#### Provided information

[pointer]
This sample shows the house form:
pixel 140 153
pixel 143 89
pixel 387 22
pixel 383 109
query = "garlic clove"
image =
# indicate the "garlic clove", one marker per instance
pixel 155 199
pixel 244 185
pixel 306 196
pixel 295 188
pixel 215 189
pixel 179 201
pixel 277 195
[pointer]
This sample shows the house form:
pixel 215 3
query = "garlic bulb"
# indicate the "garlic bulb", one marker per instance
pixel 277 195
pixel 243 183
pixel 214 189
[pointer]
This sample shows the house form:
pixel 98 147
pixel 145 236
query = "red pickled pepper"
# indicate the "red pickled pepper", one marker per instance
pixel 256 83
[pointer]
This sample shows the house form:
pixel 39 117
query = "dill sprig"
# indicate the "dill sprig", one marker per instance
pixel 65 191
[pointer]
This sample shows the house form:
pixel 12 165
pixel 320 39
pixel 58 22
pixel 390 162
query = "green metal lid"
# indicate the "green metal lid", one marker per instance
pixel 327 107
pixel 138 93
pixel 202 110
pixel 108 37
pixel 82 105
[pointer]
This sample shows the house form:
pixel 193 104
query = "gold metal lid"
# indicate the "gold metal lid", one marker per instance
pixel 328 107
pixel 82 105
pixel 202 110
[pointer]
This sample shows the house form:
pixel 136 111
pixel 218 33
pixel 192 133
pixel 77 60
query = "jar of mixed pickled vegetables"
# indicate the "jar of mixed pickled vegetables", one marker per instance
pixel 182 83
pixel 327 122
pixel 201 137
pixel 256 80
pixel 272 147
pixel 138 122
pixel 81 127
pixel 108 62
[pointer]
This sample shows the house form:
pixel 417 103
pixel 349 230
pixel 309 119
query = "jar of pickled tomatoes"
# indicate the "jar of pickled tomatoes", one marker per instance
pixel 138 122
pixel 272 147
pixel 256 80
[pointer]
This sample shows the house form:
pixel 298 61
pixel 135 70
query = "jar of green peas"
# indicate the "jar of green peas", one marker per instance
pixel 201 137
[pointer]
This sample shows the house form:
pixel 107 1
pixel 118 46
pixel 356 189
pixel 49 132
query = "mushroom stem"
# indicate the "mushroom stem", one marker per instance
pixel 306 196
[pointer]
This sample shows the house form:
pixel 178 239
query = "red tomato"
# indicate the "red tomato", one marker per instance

########

• Instructions for the task
Reproduce every one of the lines above without any changes.

• Response to this exercise
[pointer]
This sample shows the house form:
pixel 140 153
pixel 143 89
pixel 387 22
pixel 383 109
query = "garlic clove"
image =
# indicate the "garlic clove", one marker per instance
pixel 155 199
pixel 244 185
pixel 306 196
pixel 295 188
pixel 215 189
pixel 179 201
pixel 277 195
[pointer]
This sample shows the house form:
pixel 215 3
query = "garlic bulb"
# indicate the "garlic bulb", one marker per instance
pixel 277 195
pixel 243 183
pixel 214 189
[pointer]
This sample shows the house form:
pixel 98 147
pixel 145 236
query = "red pickled pepper"
# indicate the "red pickled pepper", one marker per instance
pixel 256 83
[pointer]
This sample shows the house form:
pixel 39 117
query = "dill sprig"
# indicate the "dill sprig", one marker per instance
pixel 65 191
[pointer]
This sample shows the house form:
pixel 12 165
pixel 320 39
pixel 58 22
pixel 390 162
query = "green metal lid"
# indicate the "green metal lid", one marker per instance
pixel 327 107
pixel 138 93
pixel 202 110
pixel 108 37
pixel 82 105
[pointer]
This sample shows the house form:
pixel 193 104
query = "gold metal lid"
# indicate the "gold metal lid", one marker per instance
pixel 328 107
pixel 82 105
pixel 202 110
[pointer]
This sample shows the house form:
pixel 136 111
pixel 218 33
pixel 192 133
pixel 77 60
query = "jar of mixed pickled vegetables"
# indicate the "jar of mixed pickled vegetables", one marker per instance
pixel 182 83
pixel 327 122
pixel 201 137
pixel 256 80
pixel 272 147
pixel 138 122
pixel 81 127
pixel 108 62
[pointer]
This sample shows the house form:
pixel 417 103
pixel 349 230
pixel 309 119
query = "jar of pickled tomatoes"
# indicate the "jar of pickled tomatoes", one marker per instance
pixel 138 122
pixel 272 147
pixel 256 80
[pointer]
This sample shows the house form:
pixel 298 61
pixel 135 70
query = "jar of green peas"
# indicate the "jar of green peas", one marker per instance
pixel 201 137
[pointer]
This sample shows the house form:
pixel 107 1
pixel 118 46
pixel 356 189
pixel 49 132
query = "mushroom stem"
# indicate the "mushroom stem", one marker per instance
pixel 306 196
[pointer]
This sample shows the house form:
pixel 178 239
query = "red tomato"
# indicate the "red tomato", one marker per instance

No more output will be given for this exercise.